Selected extract:
This is not a real flow but should give you a basic understanding of how OAuth works. In this example, a shoe search application can search for shoes for a customer and add them to the customer’s wishlist. The customer is obviously the resource owner of her wishlist. We also have a wishlist service that stores the customer’s wishlist, which is the resource server and the shoe search application is the client who wants to store shoes on behalf of the customer.

  1. The customer searches for new shoes in the show search application and finds a new pair. The customer clicks on the “save in my wishlist” button.
  2. The shoe search application will now redirect the customer to the customer’s authorization server with the information to which page to come back if the customer authorized the action. The shoe search application also transmits which scopes it needs. Think of scopes as “permission to access a certain set of resources” - in this case it transmits the “whishlist.write” scope.
  3. The customer will land on the login screen of their authorization server, put in their password and agree, that the shoe search application can have the “wishlist.write” scope. After agreeing, the authorization server will redirect the customer back to the previously submitted page of the shoe search application, including a proof, that the customer agreed.
  4. The shoe search application can now take the proof and submit it along with the “store wishlist” call to the wishlist service.
  5. The wishlist service can take the submitted proof and validate it by sending it to the authorization server. If the authorization server confirms the validity of the proof, the wishlist service can go on and store the shoe in the customer’s wishlist.

Work to complete:
[1] From the OAuth example, reproduce word for word the part that opens with the words containing "2. The shoe" and closes with "the customer agreed.".
[2] Answer these questions from the OAuth example:
(a) Which part of the example is the resource server?
(b) What does the customer enter on the login screen of the authorization server?
(c) How does the wishlist service validate the submitted proof?
The material that comes after this text has no connection to it.

Data supplied:

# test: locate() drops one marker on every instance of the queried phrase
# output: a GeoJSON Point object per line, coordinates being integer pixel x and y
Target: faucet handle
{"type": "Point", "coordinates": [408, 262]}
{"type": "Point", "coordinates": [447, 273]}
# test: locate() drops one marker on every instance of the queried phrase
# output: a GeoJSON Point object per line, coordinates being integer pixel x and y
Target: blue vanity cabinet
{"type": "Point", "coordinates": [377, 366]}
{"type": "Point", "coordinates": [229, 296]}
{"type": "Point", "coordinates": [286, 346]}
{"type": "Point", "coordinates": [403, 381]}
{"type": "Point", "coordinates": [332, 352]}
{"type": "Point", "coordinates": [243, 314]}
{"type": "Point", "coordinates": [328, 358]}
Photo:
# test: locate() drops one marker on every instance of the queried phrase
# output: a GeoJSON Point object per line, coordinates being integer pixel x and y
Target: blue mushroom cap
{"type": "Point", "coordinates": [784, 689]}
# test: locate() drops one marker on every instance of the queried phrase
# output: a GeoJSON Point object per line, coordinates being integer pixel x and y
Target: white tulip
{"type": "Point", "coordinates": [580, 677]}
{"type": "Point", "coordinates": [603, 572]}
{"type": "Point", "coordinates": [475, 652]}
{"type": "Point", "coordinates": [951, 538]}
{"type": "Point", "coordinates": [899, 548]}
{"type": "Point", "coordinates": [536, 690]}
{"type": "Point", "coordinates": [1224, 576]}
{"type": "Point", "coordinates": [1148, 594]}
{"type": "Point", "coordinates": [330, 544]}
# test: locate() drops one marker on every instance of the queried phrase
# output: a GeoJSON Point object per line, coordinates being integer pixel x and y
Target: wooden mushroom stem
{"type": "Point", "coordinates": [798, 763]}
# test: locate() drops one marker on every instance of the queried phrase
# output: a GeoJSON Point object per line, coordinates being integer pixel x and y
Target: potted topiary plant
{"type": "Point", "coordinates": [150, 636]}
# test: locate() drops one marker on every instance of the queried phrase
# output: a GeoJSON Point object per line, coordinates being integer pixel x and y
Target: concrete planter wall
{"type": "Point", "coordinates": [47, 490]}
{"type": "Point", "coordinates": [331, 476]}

Worked solutions:
[1]
2. The shoe search application will now redirect the customer to the customer’s authorization server with the information to which page to come back if the customer authorized the action. The shoe search application also transmits which scopes it needs. Think of scopes as “permission to access a certain set of resources” - in this case it transmits the “whishlist.write” scope.
  3. The customer will land on the login screen of their authorization server, put in their password and agree, that the shoe search application can have the “wishlist.write” scope. After agreeing, the authorization server will redirect the customer back to the previously submitted page of the shoe search application, including a proof, that the customer agreed.

[2]
(a) The wishlist service that stores the customer's wishlist.
(b) Their password.
(c) By sending it to the authorization server.